= Exercise requirements =
Format every line of the entries below as a JSON list of strings, one string per line, with blank lines and the pictures left out.
# START OF Supplied entries
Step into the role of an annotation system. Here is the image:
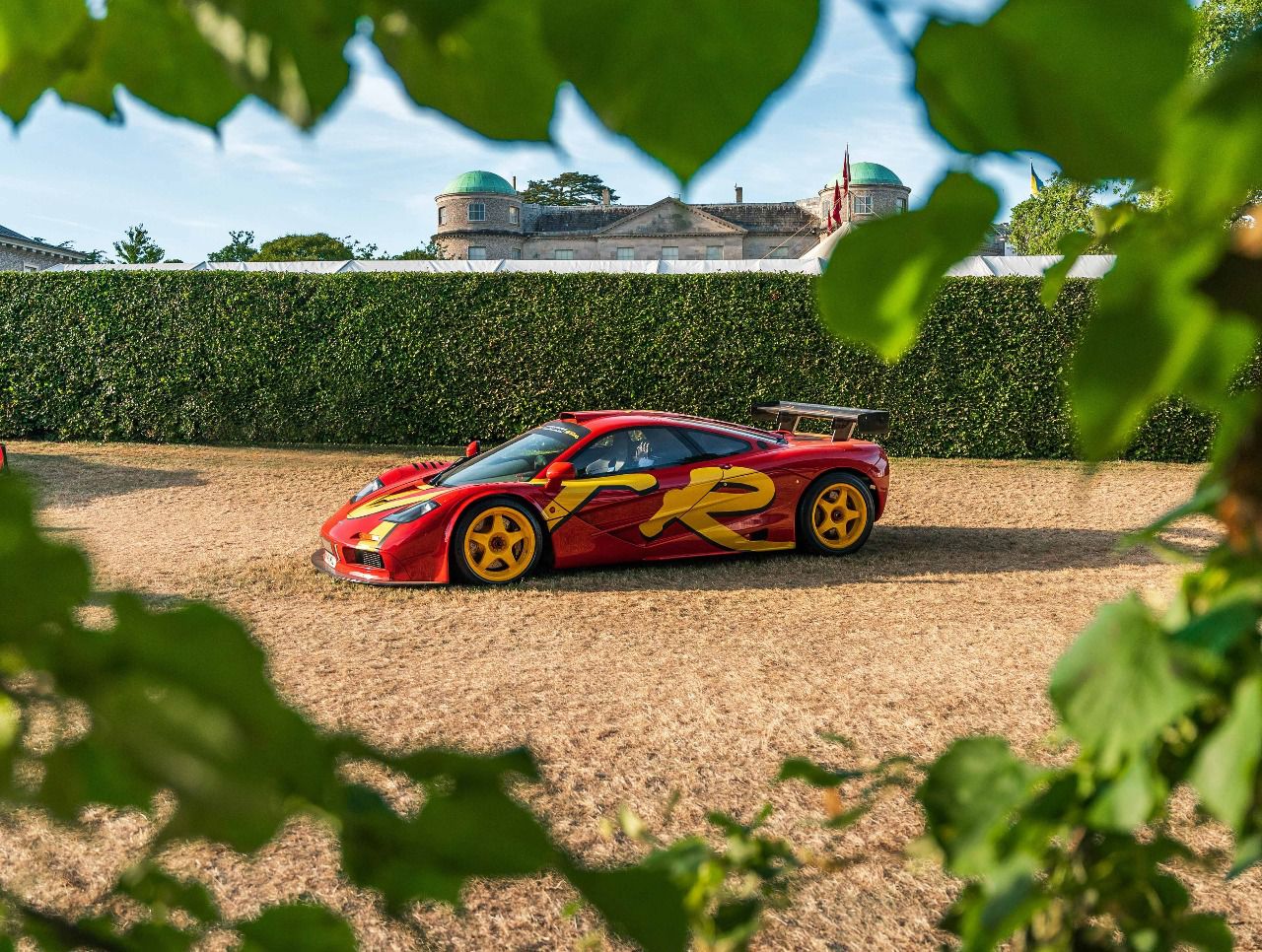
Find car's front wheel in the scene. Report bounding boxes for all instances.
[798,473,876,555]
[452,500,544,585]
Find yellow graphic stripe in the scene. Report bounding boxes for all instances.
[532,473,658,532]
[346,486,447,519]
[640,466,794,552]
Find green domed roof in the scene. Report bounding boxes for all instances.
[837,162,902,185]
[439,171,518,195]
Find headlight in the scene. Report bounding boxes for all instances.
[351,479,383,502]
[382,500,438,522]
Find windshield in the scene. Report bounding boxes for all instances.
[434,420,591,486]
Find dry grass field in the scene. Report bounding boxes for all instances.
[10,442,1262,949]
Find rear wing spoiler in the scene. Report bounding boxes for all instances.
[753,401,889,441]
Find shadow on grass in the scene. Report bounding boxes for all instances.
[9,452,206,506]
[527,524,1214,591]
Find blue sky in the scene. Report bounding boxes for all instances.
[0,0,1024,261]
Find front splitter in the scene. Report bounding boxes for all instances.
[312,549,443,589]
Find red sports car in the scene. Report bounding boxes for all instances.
# END OF Supplied entries
= Task answer =
[
  "Step into the role of an annotation system. Here is the image:",
  "Find car's front wheel in the scene. Report bounding boxes for all instances.",
  "[798,473,876,555]",
  "[452,500,544,585]",
  "Find yellow graphic stripe in the scene. Report bounding boxes for all instances.",
  "[532,473,658,532]",
  "[346,486,447,519]",
  "[640,466,794,552]",
  "Find green domed roof in the scene. Report bounding boxes for all instances.",
  "[837,162,902,185]",
  "[439,171,518,195]",
  "Find headlight in the scene. Report bounding boxes for all instances.",
  "[351,479,383,502]",
  "[382,500,438,522]",
  "Find windshield in the scene. Report bounding boxes for all instances.",
  "[434,420,591,486]",
  "Find dry grass field in the scene. Report bounding boxes for all instances.",
  "[10,442,1262,949]",
  "Find rear wing spoiler in the scene. Report bounding boxes for all instances.",
  "[753,401,889,441]",
  "Find shadow on grass in the scene. Report bounding boxes for all instances.",
  "[9,452,206,506]",
  "[527,524,1214,591]",
  "Find blue sky in the scene. Report bounding boxes for all instances.",
  "[0,0,1024,261]",
  "Find front splitter in the scene. Report bounding boxes for all instances.",
  "[312,549,443,589]",
  "Find red sports car in the scene. Report bounding boxes for all instances."
]